> WORK TO BE COMPLETED:
Show each line in the entries below that contains the word "dark". Treat uppercase and lowercase as different.
_ _ _ _
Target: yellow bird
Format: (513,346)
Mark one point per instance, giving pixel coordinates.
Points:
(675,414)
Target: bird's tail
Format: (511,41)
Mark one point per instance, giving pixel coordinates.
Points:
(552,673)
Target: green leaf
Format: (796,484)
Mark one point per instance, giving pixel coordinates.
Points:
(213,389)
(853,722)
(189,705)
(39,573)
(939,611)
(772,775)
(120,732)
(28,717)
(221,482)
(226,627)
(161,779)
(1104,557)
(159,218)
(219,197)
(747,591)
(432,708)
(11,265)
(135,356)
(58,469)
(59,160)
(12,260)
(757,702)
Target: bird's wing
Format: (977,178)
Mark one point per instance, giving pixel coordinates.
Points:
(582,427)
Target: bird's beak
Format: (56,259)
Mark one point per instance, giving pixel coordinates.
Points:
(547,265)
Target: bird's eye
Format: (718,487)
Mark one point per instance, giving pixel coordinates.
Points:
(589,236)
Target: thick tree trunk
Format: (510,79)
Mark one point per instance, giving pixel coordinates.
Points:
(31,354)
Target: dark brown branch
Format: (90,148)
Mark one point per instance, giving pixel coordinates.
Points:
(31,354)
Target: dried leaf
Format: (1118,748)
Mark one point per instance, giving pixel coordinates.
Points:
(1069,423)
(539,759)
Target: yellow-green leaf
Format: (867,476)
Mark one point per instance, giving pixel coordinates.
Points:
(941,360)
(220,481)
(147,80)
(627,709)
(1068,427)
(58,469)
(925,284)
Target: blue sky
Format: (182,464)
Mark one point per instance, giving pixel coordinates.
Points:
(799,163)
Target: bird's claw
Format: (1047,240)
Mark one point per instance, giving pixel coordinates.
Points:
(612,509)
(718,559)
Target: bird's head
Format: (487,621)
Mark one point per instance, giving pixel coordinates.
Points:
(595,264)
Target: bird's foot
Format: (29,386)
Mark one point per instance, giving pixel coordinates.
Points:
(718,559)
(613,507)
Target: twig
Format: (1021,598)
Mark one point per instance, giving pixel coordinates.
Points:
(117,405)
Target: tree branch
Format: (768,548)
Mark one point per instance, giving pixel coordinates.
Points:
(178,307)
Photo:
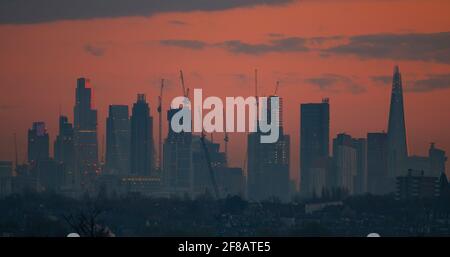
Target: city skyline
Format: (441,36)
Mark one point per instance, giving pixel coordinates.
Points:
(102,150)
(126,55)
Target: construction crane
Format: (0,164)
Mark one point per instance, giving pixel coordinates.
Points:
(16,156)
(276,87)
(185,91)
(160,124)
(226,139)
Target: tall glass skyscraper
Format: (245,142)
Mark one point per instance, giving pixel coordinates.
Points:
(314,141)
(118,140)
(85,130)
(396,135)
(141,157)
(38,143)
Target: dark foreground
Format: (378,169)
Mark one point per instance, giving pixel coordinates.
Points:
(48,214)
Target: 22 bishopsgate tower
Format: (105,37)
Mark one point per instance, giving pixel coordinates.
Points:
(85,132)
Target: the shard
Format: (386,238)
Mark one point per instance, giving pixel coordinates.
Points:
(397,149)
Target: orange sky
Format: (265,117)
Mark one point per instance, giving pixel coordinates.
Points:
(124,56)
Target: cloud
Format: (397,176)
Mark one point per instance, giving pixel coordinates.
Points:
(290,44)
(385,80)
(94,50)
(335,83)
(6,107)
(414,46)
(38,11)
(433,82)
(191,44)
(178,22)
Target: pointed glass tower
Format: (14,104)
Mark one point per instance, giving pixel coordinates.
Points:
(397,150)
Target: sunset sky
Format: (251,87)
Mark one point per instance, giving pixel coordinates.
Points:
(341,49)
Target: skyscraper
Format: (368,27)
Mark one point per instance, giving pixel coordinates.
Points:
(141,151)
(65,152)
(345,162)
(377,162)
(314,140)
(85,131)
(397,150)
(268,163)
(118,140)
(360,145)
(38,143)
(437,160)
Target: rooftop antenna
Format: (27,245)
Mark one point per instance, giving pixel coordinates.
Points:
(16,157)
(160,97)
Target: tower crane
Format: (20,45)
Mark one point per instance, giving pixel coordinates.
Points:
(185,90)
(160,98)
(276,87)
_ _ _ _
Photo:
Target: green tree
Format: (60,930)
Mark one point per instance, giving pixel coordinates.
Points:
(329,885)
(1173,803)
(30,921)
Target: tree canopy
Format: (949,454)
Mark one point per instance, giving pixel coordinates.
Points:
_ _ _ _
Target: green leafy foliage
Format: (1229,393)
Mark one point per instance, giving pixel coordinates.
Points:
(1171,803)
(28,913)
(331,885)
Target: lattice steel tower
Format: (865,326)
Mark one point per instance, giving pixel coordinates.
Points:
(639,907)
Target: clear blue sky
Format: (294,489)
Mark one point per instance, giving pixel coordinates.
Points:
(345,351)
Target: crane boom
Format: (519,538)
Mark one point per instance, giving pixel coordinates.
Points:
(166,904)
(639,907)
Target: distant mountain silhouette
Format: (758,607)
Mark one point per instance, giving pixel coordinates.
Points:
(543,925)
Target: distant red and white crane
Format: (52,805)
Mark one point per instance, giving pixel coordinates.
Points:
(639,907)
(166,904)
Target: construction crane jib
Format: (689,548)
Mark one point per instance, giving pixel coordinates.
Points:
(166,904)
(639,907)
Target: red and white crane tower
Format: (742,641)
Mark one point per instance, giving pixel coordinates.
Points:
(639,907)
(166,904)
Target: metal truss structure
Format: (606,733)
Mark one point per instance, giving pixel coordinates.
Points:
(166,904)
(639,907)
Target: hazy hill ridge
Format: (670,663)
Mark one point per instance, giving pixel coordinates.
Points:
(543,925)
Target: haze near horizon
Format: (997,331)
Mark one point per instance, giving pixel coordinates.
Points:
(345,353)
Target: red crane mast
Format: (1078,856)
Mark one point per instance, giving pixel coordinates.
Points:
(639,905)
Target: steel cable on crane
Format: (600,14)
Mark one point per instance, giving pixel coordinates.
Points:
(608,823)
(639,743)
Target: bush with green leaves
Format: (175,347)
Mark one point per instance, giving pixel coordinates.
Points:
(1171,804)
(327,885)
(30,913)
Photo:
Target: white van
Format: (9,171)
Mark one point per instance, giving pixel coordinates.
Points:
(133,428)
_ _ _ _
> FINAL ANSWER:
Target: dark brown branch
Target: dark foreground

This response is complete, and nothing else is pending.